▸ Supplied material
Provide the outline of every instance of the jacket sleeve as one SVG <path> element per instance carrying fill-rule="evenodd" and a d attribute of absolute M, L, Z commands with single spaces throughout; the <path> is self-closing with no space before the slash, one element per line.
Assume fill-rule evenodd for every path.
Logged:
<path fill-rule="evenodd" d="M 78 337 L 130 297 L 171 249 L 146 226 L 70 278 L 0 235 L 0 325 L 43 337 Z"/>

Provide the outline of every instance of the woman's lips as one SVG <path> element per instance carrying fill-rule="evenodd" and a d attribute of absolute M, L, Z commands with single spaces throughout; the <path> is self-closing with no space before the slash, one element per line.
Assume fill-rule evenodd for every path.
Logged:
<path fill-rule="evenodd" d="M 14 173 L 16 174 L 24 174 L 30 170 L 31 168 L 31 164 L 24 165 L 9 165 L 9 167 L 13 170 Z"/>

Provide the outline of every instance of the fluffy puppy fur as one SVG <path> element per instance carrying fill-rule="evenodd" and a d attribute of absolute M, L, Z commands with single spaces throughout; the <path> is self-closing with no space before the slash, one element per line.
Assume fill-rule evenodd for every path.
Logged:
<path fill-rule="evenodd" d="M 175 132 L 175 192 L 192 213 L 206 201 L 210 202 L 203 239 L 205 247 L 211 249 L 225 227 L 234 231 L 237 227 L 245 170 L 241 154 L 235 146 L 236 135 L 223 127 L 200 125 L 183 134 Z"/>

▸ Exercise requirements
Put these data lines into a JSON list of strings, one string per line, with the blank lines left out.

▸ Written response
[
  "Provide the outline of every instance of the jacket sleeve as one SVG <path> element per instance carrying fill-rule=\"evenodd\" and a d attribute of absolute M, L, Z commands with single spaces throughout; the <path> is self-closing with no space before the slash, one element per line.",
  "Assume fill-rule evenodd for every path.",
  "Logged:",
  "<path fill-rule=\"evenodd\" d=\"M 78 337 L 130 297 L 171 249 L 146 226 L 70 278 L 0 235 L 0 325 L 43 337 Z\"/>",
  "Provide the outline of every instance of the woman's lips as one SVG <path> element per instance carrying fill-rule=\"evenodd\" and a d attribute of absolute M, L, Z commands with single spaces throughout; the <path> is self-closing with no space before the slash, one element per line.",
  "Assume fill-rule evenodd for every path.",
  "Logged:",
  "<path fill-rule=\"evenodd\" d=\"M 14 173 L 16 174 L 24 174 L 30 170 L 31 168 L 31 164 L 24 165 L 9 165 L 9 167 L 13 170 Z\"/>",
  "Provide the outline of every instance of the fluffy puppy fur as one SVG <path> element per instance carrying fill-rule=\"evenodd\" and a d attribute of absolute M, L, Z commands with single spaces throughout; the <path> is self-closing with no space before the slash, one element per line.",
  "Assume fill-rule evenodd for every path.",
  "Logged:",
  "<path fill-rule=\"evenodd\" d=\"M 175 132 L 175 192 L 192 213 L 206 201 L 210 202 L 203 239 L 205 247 L 211 249 L 225 227 L 234 231 L 237 227 L 245 170 L 241 154 L 235 146 L 236 135 L 223 127 L 200 125 L 183 134 Z\"/>"
]